= Written problem =
Copy the items below, swapping every "keypoint" for "marker" and leaving everything else as it is.

= Given data =
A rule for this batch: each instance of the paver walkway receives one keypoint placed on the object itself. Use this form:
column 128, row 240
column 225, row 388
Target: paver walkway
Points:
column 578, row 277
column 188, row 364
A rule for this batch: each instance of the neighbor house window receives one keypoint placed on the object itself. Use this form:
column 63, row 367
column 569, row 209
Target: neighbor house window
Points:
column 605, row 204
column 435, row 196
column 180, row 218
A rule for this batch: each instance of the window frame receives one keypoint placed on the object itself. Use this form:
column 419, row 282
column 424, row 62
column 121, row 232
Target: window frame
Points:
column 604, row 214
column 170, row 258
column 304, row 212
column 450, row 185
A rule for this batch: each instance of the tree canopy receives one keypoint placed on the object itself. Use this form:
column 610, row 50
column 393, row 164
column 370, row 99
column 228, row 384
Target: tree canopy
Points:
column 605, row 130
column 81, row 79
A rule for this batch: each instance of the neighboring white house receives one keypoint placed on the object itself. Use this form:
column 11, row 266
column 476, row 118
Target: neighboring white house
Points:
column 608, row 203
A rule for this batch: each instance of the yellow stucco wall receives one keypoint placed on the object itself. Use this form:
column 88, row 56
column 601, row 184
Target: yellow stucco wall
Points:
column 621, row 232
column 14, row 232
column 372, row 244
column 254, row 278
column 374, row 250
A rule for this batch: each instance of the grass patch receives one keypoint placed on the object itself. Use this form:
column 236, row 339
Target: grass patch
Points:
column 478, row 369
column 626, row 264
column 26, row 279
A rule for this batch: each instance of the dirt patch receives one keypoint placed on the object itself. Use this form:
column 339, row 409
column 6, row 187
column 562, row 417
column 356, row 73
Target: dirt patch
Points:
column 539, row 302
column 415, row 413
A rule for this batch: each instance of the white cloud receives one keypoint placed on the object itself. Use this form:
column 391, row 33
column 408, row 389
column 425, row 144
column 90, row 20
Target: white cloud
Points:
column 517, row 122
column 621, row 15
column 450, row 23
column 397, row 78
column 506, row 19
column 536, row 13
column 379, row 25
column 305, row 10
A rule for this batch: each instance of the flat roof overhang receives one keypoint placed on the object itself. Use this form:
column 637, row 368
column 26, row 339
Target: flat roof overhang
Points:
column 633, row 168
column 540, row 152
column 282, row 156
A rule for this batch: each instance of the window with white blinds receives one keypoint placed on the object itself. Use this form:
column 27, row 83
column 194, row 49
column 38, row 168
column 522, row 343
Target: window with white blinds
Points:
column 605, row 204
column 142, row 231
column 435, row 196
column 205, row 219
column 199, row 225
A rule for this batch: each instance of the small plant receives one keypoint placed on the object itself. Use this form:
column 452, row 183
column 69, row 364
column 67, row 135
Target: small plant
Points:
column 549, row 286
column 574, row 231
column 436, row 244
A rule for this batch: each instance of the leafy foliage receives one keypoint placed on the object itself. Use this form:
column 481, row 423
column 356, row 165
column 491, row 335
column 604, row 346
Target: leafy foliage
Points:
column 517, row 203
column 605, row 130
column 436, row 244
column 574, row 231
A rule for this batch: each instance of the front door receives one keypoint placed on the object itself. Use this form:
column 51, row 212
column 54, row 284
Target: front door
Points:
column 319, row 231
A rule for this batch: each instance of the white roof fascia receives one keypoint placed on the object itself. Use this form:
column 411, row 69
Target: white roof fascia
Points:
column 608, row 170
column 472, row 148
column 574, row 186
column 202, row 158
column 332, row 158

= Solution for this task =
A rule for this batch: each instance of the paver walkway receives one marker placed on the object itself. Use this form:
column 128, row 240
column 225, row 388
Target: paver walkway
Points:
column 578, row 277
column 188, row 364
A rule for this batch: each instance of the neighbor house window receives one marker placed on the object itself. Use this form:
column 63, row 367
column 569, row 209
Target: neighbor house window
Points:
column 605, row 204
column 435, row 196
column 180, row 218
A rule for this batch: each instance of the window frame receives one marker placed on the object itself. Use this form:
column 419, row 282
column 424, row 62
column 121, row 232
Target: window frame
Points:
column 604, row 214
column 170, row 258
column 304, row 212
column 450, row 185
A rule for this batch: each instance of the tree canopy receives one marker placed on the object itself. Use this form:
column 610, row 50
column 393, row 164
column 370, row 99
column 228, row 384
Target: tree canopy
Points:
column 605, row 130
column 81, row 79
A rule for this batch: each instance of the neighboring white house receives one marker placed on the object itself. Use this form:
column 11, row 266
column 476, row 118
Target: neighboring white house
Points:
column 608, row 203
A rule for this batch: each instance of the yellow stucco wall receives one marker placed on the object itself. Use this form:
column 88, row 56
column 601, row 184
Target: yellow stucco wall
Points:
column 621, row 232
column 14, row 232
column 372, row 244
column 254, row 278
column 374, row 250
A rule for this batch: each instance of the grass patch receives one marker placed on the object itself. Use this form:
column 236, row 339
Target: grass patch
Points:
column 478, row 369
column 626, row 264
column 26, row 279
A rule for this batch: each instance of the dirt patch receives one marker placed on the object itself. Use this form:
column 339, row 409
column 6, row 187
column 562, row 417
column 356, row 73
Target: dirt patch
Points:
column 539, row 302
column 415, row 413
A rule for this batch: each instance of the white cloud receives one marker placed on the object itself. Use this form:
column 391, row 33
column 408, row 389
column 425, row 144
column 90, row 20
Target: white cloud
Points:
column 517, row 122
column 621, row 15
column 450, row 23
column 397, row 78
column 506, row 19
column 536, row 13
column 379, row 25
column 305, row 10
A rule for this batch: each instance of the flat roof overhang receives one marker placed on the object itself. Use this form:
column 637, row 368
column 26, row 339
Target: flat roof overhang
Points:
column 633, row 168
column 540, row 152
column 282, row 156
A rule for this batch: each instance of the window with white blinds receives one marker placed on the object itself. Use this form:
column 27, row 83
column 194, row 49
column 38, row 168
column 522, row 343
Target: window with white blinds
Points:
column 605, row 204
column 142, row 231
column 435, row 196
column 205, row 219
column 199, row 225
A rule for this batch: each instance of the small plant receives one marker placed on the object itself. Use this form:
column 452, row 183
column 69, row 364
column 67, row 135
Target: small plant
Points:
column 549, row 286
column 574, row 231
column 436, row 244
A rule for this batch: each instance of the leafy foliage receives one marker placed on the object itself. Use this form:
column 481, row 423
column 356, row 165
column 491, row 335
column 604, row 346
Target: leafy foliage
Points:
column 517, row 203
column 605, row 130
column 436, row 244
column 574, row 231
A rule for this batch: each instance of the front door receives one marker placed on the object itself. Use this form:
column 51, row 212
column 54, row 284
Target: front door
Points:
column 319, row 231
A rule for this batch: each instance of the white roof fascia receives one marker placed on the object itself. Use this form:
column 411, row 69
Target: white roof fascia
Points:
column 608, row 170
column 472, row 148
column 574, row 186
column 202, row 158
column 332, row 158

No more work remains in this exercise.